EXTRACT PROVIDED:
━━━
A highlight of the past month has been the public lectures held in London at which about 500 people in total were exposed, many clearly for the first time, to a rigorous albeit accessible overview of the science-religion debate. Presented by Prof. Alister McGrath and Prof. Bob White FRS, and held at University College and the Cass Business School, the lectures ranged from an introductory overview of the topic, to a discussion of the impact of global warming, and a critique of the views of Prof. Richard Dawkins. In parallel, Berry Billingsley, previously with the BBC, presented entertaining Workshops for children on the wonders of science, ably assisted by Prof. Colin Humphreys from Cambridge, who introduced the children to some of the weirder properties of materials.

Although Faraday Staff members regularly lecture in many parts of the world, we have not until now organised many such events outside of Cambridge. Now in our third year of operation, the emphasis will change somewhat during the coming year. Our ‘core public activities’ of seminars, lectures and courses, will carry on as usual in Cambridge, but in addition we are planning some courses in other countries, and other ‘special events’ like the lectures in London are also possible.

This coming month will see a cluster of Faraday activities. Those living in the Cambridge area are welcome to this term’s public lecture, which this time will take the form of a discussion between Prof. Richard Swinburne [Emeritus Nolloth Professor of the Philosophy of the Christian Religion, University of Oxford] and Prof. Colin Howson [Professor of the Philosophy of Science, London School of Economics] on the topic ‘Simplicity and Complexity – God, Science and Dawkins’. Interlocutors will include the Revd Dr Rodney Holder [The Faraday Institute], Prof. Michael Welker [Professor of Theology, Heidelberg University] and the Revd Dr Patrick Richmond [previously Dean of St Catharine’s College, Cambridge]. The discussion will centre on the question raised by Richard Dawkins in his book ‘The God Delusion’: "Does postulating God as cause and sustainer of the universe provide a simple explanation for the existence of a complex universe?"

The month will also see our final Research Seminar of the term when Prof. Nicolaas Rupke will speak at 1.00 p.m. in the Garden Seminar Room of St. Edmund’s College on the topic: ‘Animal Behaviour and Human Morality in Historical Perspective’.
━━━
REQUIRED TASKS:
A - Replace "outline" with "contour" in the part of the records that opens with the line containing "center, I would be grateful." and runs through the end of the records, and give that part again with everything else the same.
B - Continue the text on the Faraday Institute's lectures and events from the point where it stops.
The text and the records come from unrelated sources.

DATASET RECORDS:
━━━
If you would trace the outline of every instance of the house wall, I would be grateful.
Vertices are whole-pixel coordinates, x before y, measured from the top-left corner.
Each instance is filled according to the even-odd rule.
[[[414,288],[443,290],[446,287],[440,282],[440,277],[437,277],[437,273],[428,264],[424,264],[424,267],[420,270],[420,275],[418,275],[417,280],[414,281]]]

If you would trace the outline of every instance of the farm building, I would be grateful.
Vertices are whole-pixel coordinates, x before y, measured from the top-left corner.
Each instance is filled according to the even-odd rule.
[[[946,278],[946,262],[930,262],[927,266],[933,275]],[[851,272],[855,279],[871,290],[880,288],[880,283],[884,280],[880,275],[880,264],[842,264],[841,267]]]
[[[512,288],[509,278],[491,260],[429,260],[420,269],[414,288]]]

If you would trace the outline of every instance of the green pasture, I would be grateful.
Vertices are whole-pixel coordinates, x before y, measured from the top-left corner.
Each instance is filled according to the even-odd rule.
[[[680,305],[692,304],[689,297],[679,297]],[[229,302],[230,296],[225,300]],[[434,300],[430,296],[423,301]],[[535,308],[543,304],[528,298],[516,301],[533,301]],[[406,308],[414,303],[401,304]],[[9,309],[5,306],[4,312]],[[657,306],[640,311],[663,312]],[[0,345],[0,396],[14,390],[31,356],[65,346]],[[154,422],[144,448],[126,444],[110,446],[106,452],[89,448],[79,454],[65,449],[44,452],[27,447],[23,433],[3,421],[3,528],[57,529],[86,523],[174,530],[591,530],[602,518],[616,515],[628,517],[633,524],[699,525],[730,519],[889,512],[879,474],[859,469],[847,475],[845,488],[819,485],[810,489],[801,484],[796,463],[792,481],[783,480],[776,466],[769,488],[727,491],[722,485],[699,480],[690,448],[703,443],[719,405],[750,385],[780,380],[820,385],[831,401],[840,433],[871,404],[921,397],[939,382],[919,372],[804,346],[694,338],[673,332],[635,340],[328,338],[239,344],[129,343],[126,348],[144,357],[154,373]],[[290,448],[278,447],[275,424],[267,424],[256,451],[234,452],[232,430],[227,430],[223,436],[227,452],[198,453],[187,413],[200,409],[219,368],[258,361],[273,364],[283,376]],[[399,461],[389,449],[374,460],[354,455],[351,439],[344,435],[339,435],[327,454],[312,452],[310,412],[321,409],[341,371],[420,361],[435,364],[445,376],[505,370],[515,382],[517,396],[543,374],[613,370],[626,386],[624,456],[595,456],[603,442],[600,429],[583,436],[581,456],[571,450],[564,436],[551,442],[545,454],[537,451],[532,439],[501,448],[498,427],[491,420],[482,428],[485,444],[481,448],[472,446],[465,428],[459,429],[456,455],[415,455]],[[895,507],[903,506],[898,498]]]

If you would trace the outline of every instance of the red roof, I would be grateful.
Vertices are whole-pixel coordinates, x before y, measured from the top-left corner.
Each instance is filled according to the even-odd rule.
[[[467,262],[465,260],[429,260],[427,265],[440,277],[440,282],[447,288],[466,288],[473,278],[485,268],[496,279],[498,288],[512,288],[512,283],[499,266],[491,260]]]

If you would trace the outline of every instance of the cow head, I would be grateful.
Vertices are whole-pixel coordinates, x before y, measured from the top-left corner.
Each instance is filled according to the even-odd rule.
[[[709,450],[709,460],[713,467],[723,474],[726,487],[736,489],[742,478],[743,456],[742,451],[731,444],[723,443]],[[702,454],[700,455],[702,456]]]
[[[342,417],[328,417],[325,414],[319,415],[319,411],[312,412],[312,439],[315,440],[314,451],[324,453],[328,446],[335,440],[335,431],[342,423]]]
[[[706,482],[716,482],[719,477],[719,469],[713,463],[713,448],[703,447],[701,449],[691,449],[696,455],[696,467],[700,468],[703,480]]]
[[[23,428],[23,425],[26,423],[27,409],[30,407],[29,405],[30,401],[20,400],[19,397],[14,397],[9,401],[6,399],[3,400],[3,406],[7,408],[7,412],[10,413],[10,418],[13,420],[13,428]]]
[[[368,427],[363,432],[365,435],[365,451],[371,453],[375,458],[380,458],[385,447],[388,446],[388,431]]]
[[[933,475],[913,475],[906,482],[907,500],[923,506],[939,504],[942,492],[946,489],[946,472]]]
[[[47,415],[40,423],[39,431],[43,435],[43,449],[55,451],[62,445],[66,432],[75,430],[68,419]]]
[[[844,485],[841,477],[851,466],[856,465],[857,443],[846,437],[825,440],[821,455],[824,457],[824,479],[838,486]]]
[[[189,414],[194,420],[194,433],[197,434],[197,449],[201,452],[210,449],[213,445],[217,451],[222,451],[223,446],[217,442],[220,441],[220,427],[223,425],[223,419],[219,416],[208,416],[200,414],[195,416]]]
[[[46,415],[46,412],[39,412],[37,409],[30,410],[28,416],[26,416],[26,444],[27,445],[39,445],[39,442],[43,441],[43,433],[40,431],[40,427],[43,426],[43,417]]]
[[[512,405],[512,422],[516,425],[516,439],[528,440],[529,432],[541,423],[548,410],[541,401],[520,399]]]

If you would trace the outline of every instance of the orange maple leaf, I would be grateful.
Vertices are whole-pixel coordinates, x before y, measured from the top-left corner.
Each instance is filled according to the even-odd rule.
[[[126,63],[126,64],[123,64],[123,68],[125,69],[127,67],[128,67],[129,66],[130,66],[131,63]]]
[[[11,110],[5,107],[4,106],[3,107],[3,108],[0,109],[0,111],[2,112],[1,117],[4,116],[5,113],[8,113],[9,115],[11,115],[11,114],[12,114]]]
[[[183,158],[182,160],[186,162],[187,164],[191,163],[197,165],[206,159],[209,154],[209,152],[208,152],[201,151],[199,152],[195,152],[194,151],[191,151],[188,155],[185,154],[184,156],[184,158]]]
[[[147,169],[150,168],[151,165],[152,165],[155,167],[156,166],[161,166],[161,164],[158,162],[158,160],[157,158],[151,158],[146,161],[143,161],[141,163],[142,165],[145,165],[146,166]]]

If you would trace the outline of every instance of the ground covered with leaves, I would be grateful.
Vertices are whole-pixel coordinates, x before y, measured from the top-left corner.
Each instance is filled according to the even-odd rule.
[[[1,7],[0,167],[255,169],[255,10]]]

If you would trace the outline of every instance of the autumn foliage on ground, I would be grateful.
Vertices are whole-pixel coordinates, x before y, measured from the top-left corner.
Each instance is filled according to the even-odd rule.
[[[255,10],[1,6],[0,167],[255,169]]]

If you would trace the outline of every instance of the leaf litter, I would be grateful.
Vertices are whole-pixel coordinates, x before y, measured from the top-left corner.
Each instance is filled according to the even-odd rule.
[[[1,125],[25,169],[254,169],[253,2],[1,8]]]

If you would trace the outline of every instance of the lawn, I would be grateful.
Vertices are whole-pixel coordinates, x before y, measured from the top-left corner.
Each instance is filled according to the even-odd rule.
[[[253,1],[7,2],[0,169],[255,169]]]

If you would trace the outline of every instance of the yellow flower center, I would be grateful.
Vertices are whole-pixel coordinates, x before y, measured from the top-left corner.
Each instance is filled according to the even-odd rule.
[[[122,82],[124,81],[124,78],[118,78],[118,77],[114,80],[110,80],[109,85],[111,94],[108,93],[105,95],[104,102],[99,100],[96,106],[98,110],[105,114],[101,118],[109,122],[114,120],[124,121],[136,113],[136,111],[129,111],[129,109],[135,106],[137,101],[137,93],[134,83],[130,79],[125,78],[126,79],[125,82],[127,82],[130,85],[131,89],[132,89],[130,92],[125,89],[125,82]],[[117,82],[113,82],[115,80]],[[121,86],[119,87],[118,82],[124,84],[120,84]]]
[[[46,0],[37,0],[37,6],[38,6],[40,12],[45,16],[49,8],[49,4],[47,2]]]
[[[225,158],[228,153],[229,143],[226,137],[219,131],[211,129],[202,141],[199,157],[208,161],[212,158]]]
━━━
THE RESULTS:
A -
If you would trace the contour of every instance of the yellow flower center, I would be grateful.
Vertices are whole-pixel coordinates, x before y, measured from the top-left corner.
Each instance is filled according to the even-odd rule.
[[[122,82],[124,81],[124,78],[118,78],[118,77],[114,80],[110,80],[109,85],[111,94],[108,93],[105,95],[104,102],[99,100],[96,106],[98,110],[105,114],[101,118],[109,122],[114,120],[124,121],[136,113],[136,111],[129,111],[129,109],[135,106],[137,101],[137,93],[134,83],[130,79],[125,78],[126,79],[125,82],[127,82],[130,85],[131,89],[132,89],[130,92],[125,89],[125,82]],[[117,82],[113,82],[115,80]],[[121,86],[119,87],[118,82],[124,84],[120,84]]]
[[[46,0],[37,0],[37,6],[38,6],[40,12],[45,16],[49,8],[49,4],[47,2]]]
[[[225,158],[228,153],[229,143],[226,137],[219,131],[211,129],[202,141],[199,157],[208,161],[212,158]]]

B -
There is an excellent line-up of speakers for the Faraday Course on ‘Science, Religion and the Environment’ over the weekend 27-29 June, including Prof. Sir John Houghton FRS, Dr Marie Connett Porceddu, Prof. Calvin DeWitt, Prof. Richard Bauckham, Prof. Douglas Moo, Dr René Padilla and Prof Bob White FRS. Bookings can still be made for the day conference on 25th June in Cambridge on ‘The Root Causes of Unsustainability’ that the John Ray Initiative and the Faraday Institute are running jointly, when many of the speakers from the Faraday Course will also be presenting.

There is still time to register for the Faraday Summer Course to be held 20-26 July 2008. This year the Course will last for just one week and once again an impressive ensemble of speakers will be available to tackle the overview topic: ‘From the Big Bang to the Brain: Current Issues in Science and Religion’. As usual full details may be found at (Course Folder), Speakers include: Prof. Peter Harrison, Prof. Ernan McMullin, Revd Dr John Polkinghorne KBE FRS, Dr Katherine Blundell, Prof. Simon Conway Morris FRS, Prof. Peter Clarke and Prof. Joel Green.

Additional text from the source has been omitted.